**Work to be completed**
Write out, word for word, only the lines from the one containing "list of boxes" through the final line of the data.

**Material for the task**
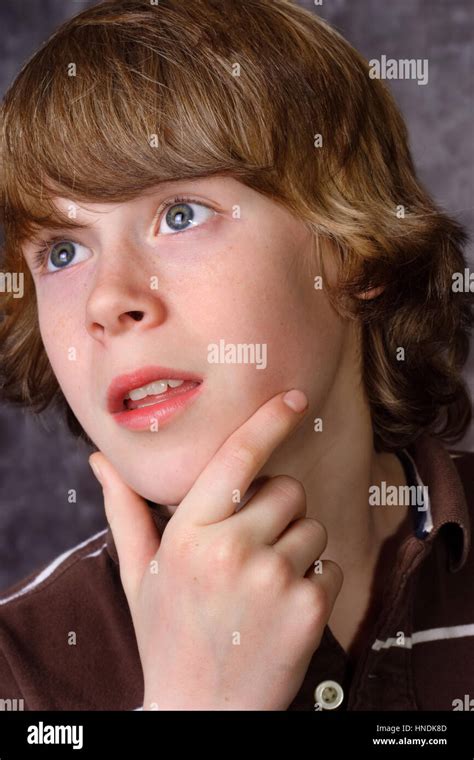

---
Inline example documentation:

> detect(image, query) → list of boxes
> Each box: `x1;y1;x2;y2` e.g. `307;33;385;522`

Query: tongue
124;380;198;410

**Exercise solution**
> detect(image, query) → list of boxes
> Each box: `x1;y1;x2;y2` e.g. `307;33;385;522`

Query: tongue
124;380;198;410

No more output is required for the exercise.